Excerpts from a dataset
▬▬▬▬▬▬

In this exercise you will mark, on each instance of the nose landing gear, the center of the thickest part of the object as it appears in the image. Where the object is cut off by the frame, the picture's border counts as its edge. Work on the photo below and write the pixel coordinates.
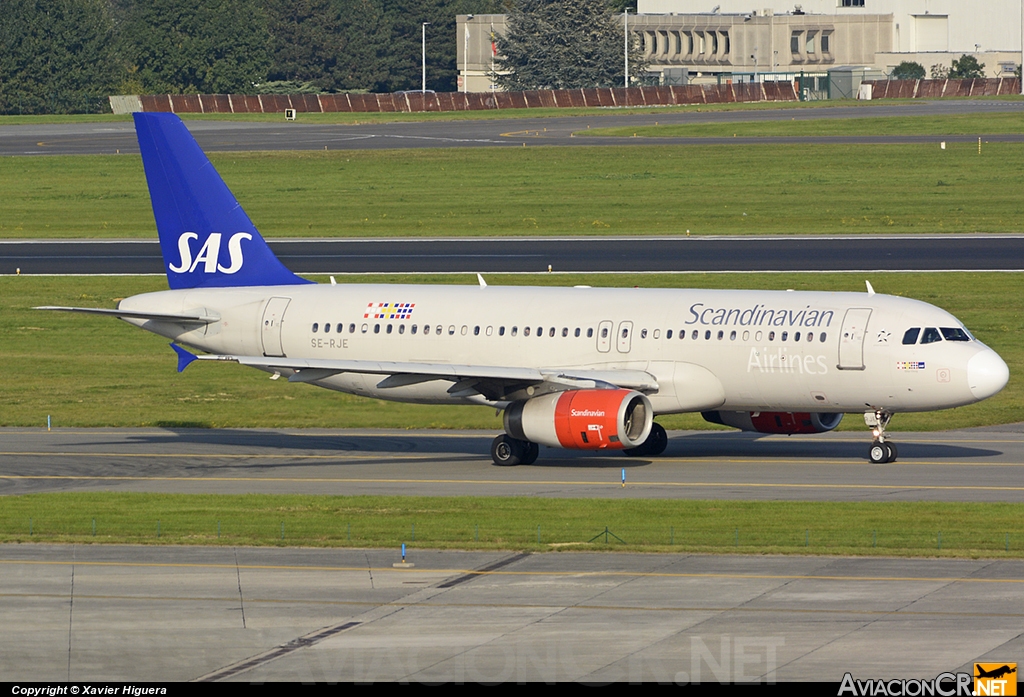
(882, 450)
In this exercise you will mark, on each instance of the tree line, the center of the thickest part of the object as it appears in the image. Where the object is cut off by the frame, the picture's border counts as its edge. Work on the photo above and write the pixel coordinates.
(67, 55)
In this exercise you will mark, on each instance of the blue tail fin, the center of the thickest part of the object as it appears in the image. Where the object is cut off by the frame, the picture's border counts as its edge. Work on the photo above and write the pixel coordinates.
(206, 238)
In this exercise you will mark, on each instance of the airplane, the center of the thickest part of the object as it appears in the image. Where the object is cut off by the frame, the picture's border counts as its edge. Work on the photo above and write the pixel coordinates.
(573, 367)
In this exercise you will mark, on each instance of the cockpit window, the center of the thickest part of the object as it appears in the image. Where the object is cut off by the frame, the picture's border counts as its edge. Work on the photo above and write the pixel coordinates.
(954, 334)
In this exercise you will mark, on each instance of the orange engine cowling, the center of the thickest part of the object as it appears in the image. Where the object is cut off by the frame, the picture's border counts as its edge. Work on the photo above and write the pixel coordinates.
(776, 422)
(584, 420)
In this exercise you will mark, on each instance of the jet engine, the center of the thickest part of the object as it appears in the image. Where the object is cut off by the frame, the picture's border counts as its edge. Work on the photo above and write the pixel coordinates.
(776, 422)
(585, 420)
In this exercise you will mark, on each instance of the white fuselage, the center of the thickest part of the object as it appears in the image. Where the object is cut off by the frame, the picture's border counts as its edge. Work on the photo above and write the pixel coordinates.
(737, 350)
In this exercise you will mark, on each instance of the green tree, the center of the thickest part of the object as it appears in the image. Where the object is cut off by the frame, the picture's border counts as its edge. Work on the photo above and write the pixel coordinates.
(562, 44)
(56, 56)
(332, 45)
(206, 46)
(967, 67)
(908, 71)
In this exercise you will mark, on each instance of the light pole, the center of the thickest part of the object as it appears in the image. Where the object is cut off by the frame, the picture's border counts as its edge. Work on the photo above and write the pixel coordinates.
(465, 57)
(626, 45)
(424, 87)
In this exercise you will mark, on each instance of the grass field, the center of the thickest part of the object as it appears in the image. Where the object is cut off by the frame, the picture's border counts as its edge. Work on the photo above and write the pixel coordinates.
(905, 529)
(643, 189)
(365, 118)
(85, 371)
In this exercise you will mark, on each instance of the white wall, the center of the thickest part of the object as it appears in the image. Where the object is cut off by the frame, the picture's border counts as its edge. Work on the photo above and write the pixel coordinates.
(993, 25)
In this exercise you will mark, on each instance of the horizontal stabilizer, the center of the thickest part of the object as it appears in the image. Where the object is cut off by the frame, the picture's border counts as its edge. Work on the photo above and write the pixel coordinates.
(131, 314)
(185, 357)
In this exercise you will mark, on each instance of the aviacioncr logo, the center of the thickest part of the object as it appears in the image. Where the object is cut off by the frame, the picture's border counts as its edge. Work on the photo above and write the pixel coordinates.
(210, 253)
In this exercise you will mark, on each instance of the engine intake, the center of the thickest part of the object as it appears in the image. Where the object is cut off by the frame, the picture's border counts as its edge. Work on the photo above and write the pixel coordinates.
(583, 420)
(776, 422)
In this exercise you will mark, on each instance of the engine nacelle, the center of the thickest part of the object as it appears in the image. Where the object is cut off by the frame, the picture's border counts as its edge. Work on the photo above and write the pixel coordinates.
(584, 420)
(776, 422)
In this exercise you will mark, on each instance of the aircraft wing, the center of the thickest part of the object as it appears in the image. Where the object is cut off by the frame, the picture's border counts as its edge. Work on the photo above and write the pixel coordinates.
(494, 382)
(159, 316)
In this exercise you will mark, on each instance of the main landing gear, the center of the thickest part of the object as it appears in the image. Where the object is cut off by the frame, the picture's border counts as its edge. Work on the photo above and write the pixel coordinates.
(654, 445)
(509, 451)
(882, 450)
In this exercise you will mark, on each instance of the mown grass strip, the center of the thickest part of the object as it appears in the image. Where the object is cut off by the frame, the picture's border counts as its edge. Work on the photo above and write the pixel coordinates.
(643, 189)
(907, 529)
(967, 124)
(86, 371)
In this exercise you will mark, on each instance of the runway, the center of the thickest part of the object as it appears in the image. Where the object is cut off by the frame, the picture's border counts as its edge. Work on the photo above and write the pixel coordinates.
(117, 614)
(974, 465)
(214, 136)
(534, 255)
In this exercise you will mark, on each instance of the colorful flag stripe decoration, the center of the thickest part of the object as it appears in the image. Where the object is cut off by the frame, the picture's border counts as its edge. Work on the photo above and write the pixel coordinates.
(389, 310)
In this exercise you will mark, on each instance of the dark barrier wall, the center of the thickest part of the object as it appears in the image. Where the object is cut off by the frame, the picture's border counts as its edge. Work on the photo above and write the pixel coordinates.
(908, 89)
(462, 101)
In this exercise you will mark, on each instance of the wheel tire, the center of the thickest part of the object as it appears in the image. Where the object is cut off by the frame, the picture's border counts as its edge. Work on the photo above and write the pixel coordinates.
(879, 454)
(530, 453)
(656, 441)
(506, 450)
(893, 452)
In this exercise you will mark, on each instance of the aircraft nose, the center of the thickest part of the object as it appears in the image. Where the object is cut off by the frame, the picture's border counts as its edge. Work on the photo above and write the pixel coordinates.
(986, 374)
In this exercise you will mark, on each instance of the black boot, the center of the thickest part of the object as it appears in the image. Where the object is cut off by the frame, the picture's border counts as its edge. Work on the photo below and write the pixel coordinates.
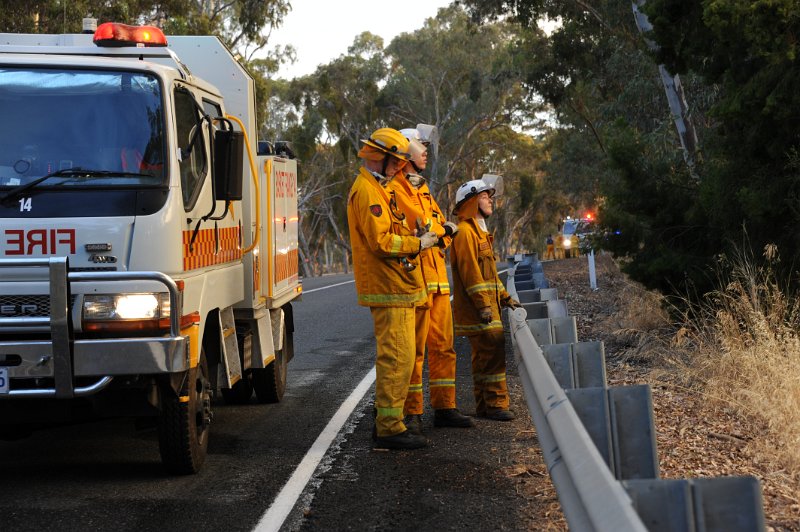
(451, 417)
(499, 415)
(402, 441)
(413, 423)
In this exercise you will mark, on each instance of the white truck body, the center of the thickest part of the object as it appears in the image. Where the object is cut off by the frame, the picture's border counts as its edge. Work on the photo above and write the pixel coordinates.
(95, 260)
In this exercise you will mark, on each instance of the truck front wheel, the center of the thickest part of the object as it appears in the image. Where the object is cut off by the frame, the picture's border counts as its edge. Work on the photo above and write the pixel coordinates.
(183, 423)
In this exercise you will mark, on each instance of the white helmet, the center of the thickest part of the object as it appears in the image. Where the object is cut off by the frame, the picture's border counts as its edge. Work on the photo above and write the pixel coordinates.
(410, 133)
(471, 189)
(415, 146)
(494, 181)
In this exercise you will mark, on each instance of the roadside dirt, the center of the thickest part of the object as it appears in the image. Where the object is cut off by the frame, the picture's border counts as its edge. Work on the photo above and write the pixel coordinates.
(695, 436)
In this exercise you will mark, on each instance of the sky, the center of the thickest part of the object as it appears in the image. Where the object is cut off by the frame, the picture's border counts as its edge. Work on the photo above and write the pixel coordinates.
(322, 30)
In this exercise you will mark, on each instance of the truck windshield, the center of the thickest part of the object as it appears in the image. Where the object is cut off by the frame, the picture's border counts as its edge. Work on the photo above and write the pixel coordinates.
(105, 127)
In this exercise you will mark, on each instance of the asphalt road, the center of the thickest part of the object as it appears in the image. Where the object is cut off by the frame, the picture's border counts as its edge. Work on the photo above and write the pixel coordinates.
(108, 476)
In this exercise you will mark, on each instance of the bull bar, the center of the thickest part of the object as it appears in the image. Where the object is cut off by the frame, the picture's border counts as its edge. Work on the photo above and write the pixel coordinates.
(63, 357)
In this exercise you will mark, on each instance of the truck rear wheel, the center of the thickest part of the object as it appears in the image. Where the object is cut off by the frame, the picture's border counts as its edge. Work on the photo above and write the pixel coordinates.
(183, 423)
(270, 382)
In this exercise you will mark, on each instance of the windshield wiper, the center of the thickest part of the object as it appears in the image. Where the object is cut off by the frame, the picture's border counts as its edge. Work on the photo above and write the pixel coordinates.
(66, 172)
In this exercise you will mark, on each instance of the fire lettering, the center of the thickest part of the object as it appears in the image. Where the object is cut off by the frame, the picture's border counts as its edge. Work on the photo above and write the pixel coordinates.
(39, 241)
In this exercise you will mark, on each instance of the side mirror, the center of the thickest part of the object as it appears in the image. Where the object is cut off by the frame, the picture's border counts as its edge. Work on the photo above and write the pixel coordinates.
(228, 165)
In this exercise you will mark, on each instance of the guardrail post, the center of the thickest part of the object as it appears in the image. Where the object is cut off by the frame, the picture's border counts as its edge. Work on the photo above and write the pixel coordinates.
(723, 504)
(589, 359)
(632, 424)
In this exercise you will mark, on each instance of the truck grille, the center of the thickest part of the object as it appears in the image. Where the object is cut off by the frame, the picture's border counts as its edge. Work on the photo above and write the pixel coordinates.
(26, 306)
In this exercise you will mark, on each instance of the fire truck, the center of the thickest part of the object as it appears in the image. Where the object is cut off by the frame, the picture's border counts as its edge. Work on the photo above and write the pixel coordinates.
(148, 254)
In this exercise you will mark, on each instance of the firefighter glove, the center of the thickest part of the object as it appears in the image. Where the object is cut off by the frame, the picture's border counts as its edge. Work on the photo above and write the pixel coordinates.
(427, 240)
(450, 228)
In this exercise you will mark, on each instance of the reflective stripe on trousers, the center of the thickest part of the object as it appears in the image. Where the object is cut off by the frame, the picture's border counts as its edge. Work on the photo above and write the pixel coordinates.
(434, 330)
(394, 338)
(489, 371)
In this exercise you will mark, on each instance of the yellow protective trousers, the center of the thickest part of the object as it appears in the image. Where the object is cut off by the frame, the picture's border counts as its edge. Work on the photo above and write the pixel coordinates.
(422, 320)
(434, 330)
(394, 337)
(441, 355)
(489, 371)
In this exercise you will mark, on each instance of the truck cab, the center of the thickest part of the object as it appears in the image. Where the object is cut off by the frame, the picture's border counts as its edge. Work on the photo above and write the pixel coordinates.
(148, 256)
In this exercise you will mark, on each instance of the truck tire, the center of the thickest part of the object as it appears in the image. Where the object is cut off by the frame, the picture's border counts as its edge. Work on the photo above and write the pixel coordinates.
(270, 382)
(241, 392)
(183, 425)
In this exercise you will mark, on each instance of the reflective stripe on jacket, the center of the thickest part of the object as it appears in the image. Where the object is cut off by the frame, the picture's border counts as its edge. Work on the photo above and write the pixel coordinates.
(475, 281)
(419, 204)
(380, 238)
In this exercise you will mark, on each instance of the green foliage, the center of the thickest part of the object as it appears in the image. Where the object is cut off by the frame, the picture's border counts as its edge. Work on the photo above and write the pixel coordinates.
(460, 77)
(738, 63)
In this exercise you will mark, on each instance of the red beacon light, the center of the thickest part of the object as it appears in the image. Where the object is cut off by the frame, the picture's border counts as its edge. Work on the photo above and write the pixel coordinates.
(113, 34)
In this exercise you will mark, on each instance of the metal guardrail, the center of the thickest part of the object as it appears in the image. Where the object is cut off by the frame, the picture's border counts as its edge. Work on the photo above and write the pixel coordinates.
(598, 442)
(591, 498)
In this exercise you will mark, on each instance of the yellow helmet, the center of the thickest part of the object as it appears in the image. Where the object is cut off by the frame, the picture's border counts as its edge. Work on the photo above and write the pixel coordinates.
(389, 141)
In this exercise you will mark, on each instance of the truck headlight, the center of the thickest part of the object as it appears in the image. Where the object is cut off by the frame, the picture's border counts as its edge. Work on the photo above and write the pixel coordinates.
(105, 307)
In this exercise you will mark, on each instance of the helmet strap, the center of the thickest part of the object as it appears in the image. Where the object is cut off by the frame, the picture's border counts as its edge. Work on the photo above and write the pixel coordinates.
(385, 164)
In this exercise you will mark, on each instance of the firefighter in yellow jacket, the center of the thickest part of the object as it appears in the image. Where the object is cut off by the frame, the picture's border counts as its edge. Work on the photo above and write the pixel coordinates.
(388, 279)
(434, 321)
(478, 295)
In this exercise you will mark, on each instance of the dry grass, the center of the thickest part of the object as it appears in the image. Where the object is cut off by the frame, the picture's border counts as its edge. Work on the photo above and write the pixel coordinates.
(748, 355)
(725, 378)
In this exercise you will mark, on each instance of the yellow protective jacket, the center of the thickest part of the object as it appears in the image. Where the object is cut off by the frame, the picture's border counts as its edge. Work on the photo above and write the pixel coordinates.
(380, 238)
(475, 281)
(421, 209)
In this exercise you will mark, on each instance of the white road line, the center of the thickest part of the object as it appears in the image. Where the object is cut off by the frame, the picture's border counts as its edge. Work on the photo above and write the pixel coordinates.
(273, 518)
(325, 287)
(498, 273)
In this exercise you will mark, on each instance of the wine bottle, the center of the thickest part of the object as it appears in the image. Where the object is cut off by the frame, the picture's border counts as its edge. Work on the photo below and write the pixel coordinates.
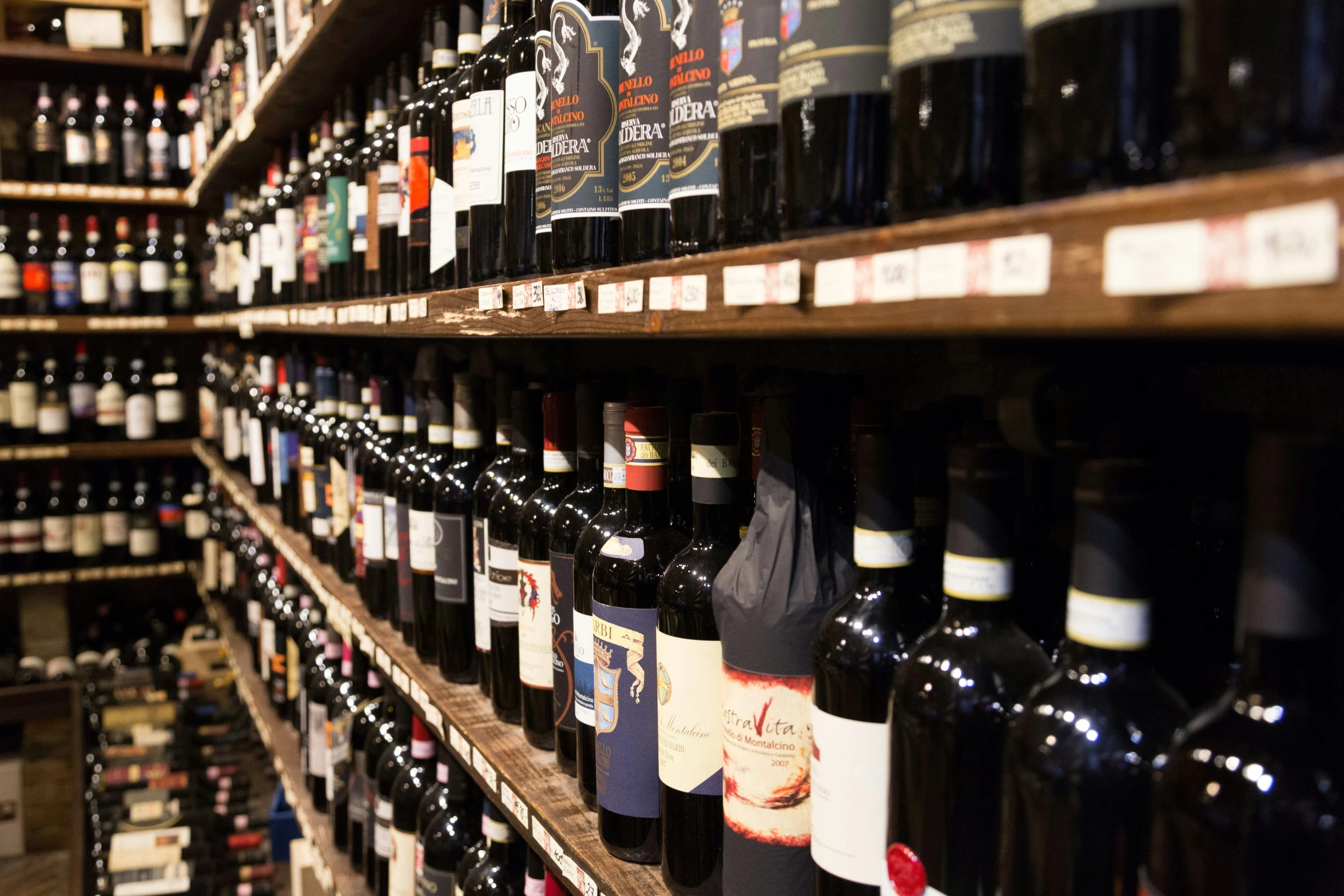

▬▬▬▬▬▬

To answer, repeat exactly the lines from the line containing "truck headlight, the" through the last line of the data above, leaving out all pictures.

In this exercise you will mark, on each instance of the truck headlight, the center of the thickest part of the object as it appears in the image. Where the object is cut off by the frame, the picture's border counts as its edge. Work on the photo above and write the pixel coordinates.
(105, 307)
In this exercise you will mark, on each instance of the helmet strap, the center of the thickest part of the object as it appears in the image. Where the object is cut off by the frame, the picture's border counts as its edge. Work on the photo above and write the pixel coordinates.
(385, 164)
In this exercise you will mark, on each instance of the firefighter in yellow jacket, the center of the thickest part of the object as it appears in the image. Where the object is cut off by the frame, the picture's border counts as its edge. Work on the photo above and write the pixel coordinates.
(388, 279)
(434, 321)
(478, 295)
In this exercise you will mark, on each instance of the dry grass, the center of the thickest part of the object as it appears in the image. Where the object is cut off by the frame, the picture's border counts as its edge. Work on the photo above and write the pixel coordinates.
(748, 355)
(725, 378)
In this exercise you will mark, on each instance of the yellow protective jacket, the center of the thickest part of the object as it appears in the image. Where the object is cut off by the frame, the picture's border counts as its edge. Work on the photo above and write the pixel coordinates.
(380, 238)
(475, 281)
(421, 209)
In this exercise you will mark, on each instance of the white road line, the center of the thickest part of the object as it appears in the image. Where the object is cut off by the frame, the picture's border counts as its edge. Work on the photo above and write the pixel coordinates.
(273, 518)
(325, 287)
(498, 273)
In this exercise you will mark, on each instance of the wine bottle, the center of the thickest part of the object as it appears in the image. Where the object is cut off by the frame, the picture's border counts as its edge. Work on the photo below and write the pixel coordinates.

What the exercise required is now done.